• _Problem A_:
Summarize the health care interview transcript below in two sentences.
• _Problem B_:
Carry on the health care interview transcript below, picking up right after its final sentence.

• _Excerpted text_:
=== Section Start ===

And so now that we've got that data and then we've managed we've looked at our own data, which isn't as exaggerated as the national data, but it's given us absolute clarity about a gap that we need to close. So doing that, we've got about a 120 service lines. Doing that in every service line, means that we'll get completely clear about the gaps that we need to close and then work through what we need to do to close that gap.

Got it. Got it. Now moving forward, member satisfaction is essential to thrive in today's competitive health care market. What experience or engagement strategies have proven effective for organization, and how are you measuring success? Yeah. This is an area where we've changed dramatically in the last, eighteen months.

Previously, we'd had a paper based survey that were mailed to people's homes, and so we are only able to sample a small proportion of patients, and we got an even smaller response rate. In the last year and a half, we moved to a digital platform, where we can survey everybody that comes in with care for care. We still get a low response rate, although compared to many other surveys, it's about two to three times the response rate.

But instead of having survey feedback patient feedback in the, tens of thousands, we're now getting it in the in the tune of millions. And the volume of data has enabled us to get much, much more precise around, seeing where we have gaps. So we know that our overall net promoter score is 87. But when we break down by age, there's almost a 30 gap between different groups, just as one example.

=== Section End ===

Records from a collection
=== Section Start ===

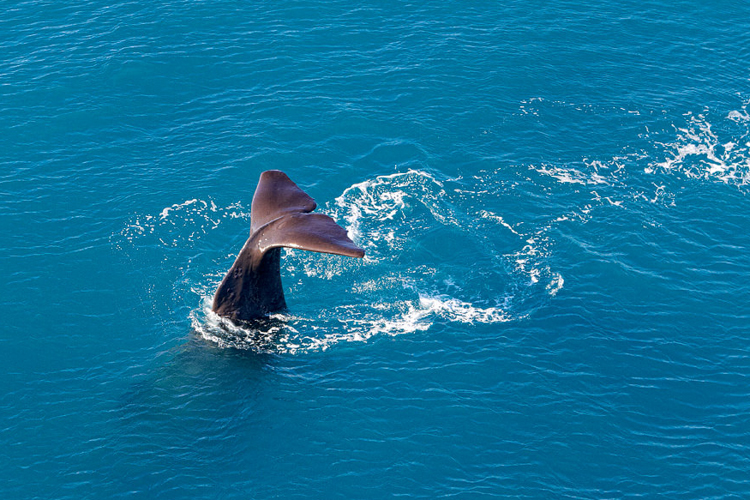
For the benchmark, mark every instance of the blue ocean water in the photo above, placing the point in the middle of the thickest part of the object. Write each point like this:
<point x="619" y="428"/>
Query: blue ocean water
<point x="553" y="197"/>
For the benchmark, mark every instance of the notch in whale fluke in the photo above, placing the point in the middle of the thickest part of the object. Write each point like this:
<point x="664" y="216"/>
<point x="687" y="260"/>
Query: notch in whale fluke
<point x="279" y="217"/>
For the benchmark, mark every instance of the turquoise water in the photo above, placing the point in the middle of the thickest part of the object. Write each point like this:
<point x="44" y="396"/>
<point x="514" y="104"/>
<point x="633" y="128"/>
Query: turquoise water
<point x="553" y="197"/>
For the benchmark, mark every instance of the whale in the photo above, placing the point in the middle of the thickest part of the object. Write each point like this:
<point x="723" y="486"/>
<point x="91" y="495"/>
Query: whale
<point x="280" y="216"/>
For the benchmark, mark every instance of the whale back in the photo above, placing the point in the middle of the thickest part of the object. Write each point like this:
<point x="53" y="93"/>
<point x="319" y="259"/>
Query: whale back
<point x="280" y="217"/>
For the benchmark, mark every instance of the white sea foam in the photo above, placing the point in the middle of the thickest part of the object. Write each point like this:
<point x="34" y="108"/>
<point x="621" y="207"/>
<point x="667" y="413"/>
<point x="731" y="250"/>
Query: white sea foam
<point x="385" y="294"/>
<point x="699" y="151"/>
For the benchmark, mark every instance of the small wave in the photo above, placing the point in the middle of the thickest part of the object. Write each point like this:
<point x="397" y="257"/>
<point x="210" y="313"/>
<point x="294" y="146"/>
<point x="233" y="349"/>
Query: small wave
<point x="702" y="151"/>
<point x="181" y="224"/>
<point x="289" y="334"/>
<point x="418" y="232"/>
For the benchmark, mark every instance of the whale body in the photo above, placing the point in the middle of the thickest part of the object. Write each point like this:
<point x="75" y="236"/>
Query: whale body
<point x="279" y="217"/>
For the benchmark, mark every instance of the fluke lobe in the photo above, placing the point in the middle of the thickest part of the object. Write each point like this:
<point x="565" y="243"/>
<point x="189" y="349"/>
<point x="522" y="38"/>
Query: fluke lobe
<point x="279" y="217"/>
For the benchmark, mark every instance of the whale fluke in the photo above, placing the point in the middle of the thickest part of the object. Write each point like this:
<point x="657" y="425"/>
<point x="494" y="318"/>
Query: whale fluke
<point x="279" y="217"/>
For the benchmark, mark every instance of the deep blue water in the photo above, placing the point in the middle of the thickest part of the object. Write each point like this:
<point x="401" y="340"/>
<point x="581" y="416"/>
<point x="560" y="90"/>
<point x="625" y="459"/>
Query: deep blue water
<point x="553" y="197"/>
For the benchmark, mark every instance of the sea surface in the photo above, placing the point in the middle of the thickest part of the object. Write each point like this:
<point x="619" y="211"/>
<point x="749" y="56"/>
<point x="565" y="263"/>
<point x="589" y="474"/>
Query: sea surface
<point x="553" y="198"/>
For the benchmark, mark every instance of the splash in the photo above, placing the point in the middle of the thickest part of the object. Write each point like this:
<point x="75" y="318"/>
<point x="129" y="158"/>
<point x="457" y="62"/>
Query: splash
<point x="706" y="152"/>
<point x="412" y="225"/>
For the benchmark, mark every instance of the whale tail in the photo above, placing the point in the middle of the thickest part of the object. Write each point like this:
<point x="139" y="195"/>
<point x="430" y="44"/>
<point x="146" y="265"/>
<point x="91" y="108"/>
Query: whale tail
<point x="279" y="217"/>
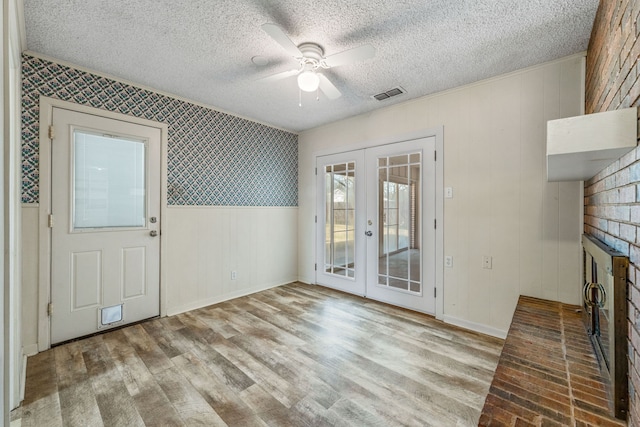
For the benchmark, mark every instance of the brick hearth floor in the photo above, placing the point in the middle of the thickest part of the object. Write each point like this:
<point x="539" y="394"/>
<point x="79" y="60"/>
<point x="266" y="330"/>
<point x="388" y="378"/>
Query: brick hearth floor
<point x="547" y="373"/>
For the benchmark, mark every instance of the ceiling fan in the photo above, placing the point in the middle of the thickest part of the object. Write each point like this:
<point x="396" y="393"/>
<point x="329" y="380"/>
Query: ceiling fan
<point x="312" y="60"/>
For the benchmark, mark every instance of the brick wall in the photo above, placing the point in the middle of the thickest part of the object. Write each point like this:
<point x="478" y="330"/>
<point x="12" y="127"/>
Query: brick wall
<point x="612" y="198"/>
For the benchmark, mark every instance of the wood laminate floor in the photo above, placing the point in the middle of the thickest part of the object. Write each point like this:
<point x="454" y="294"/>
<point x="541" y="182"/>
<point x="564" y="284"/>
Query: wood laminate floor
<point x="296" y="355"/>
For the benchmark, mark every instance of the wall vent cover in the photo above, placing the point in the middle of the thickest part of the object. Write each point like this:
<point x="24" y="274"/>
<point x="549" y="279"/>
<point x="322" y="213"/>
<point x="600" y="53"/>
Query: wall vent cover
<point x="390" y="93"/>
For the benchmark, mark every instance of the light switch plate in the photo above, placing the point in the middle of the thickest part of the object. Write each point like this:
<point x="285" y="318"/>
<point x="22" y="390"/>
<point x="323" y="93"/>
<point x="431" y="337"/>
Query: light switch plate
<point x="448" y="193"/>
<point x="448" y="261"/>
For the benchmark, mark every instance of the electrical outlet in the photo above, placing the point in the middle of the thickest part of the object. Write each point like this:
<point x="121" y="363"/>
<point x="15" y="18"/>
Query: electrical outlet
<point x="487" y="262"/>
<point x="448" y="193"/>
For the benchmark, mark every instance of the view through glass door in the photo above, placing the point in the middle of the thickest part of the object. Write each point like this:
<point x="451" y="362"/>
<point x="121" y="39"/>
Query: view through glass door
<point x="376" y="226"/>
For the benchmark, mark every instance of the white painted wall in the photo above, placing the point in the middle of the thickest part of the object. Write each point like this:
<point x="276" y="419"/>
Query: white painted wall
<point x="12" y="177"/>
<point x="201" y="246"/>
<point x="494" y="158"/>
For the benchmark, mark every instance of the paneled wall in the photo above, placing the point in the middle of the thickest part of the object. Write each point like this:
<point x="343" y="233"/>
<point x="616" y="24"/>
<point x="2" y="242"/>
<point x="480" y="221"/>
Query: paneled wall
<point x="494" y="159"/>
<point x="612" y="197"/>
<point x="232" y="190"/>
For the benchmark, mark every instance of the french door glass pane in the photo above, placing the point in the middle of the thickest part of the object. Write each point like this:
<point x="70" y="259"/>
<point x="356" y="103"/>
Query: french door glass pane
<point x="340" y="219"/>
<point x="399" y="211"/>
<point x="109" y="181"/>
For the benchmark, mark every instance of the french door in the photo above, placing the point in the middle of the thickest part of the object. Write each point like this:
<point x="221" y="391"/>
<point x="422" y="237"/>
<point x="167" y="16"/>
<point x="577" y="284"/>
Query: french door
<point x="375" y="223"/>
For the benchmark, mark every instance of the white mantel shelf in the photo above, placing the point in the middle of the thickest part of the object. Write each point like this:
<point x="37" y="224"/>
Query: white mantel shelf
<point x="580" y="147"/>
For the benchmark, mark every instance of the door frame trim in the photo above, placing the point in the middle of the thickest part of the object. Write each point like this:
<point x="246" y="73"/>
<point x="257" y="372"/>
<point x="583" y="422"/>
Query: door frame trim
<point x="47" y="105"/>
<point x="438" y="133"/>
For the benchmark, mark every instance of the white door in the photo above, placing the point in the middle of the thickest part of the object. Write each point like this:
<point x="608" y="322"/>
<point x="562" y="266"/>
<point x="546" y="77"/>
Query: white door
<point x="376" y="223"/>
<point x="105" y="224"/>
<point x="341" y="204"/>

=== Section End ===

• _Exercise response A_:
The speaker describes using the organization's own data across about 120 service lines to get clear about the gaps it needs to close and then work out how to close them. On member satisfaction, the speaker explains that moving from mailed paper surveys to a digital platform in the last year and a half lets the organization survey everyone who comes in for care, raising feedback from the tens of thousands to millions and revealing gaps such as an almost 30 difference between age groups despite an overall net promoter score of 87.

• _Exercise response B_:
So that's enabling us to get much more focused and targeted on where is our service, not landing in the way that we'd like it to. Now the area is what we call closed loop resolution, where when we get feedback where we could have done better, that immediately routes to the operational leaders, physicians and administrative leaders in those areas so that we're able to, wherever we can, immediately respond.

And we've got some great examples of being able to, catch patients before they've reached their car and call them back to rectify the problem they had or or examples where patients have been initially very unhappy. And then as they've seen us take action to respond, they've then taken upon themselves to sort of re regrade their response to us. So like every health system, we've got plenty of opportunity to get better in our daily interactions.

And this the closed loop feedback's giving us some enabling us to be much more agile in responding to patients', patients' needs. Absolutely. Well, Lawrence, I wanna thank you for your time today. But before I let you go, I have one more question. Looking ahead, what do you see as the biggest opportunity for payers to lead the change in transforming care delivery and driving better outcomes for all stakeholders? And how can leaders take a step in this direction now?

Yeah. It really goes back to what I said at the beginning that so often our provider, the delivery system, and payer is stuck in a cycle of, who's gonna get paid for what.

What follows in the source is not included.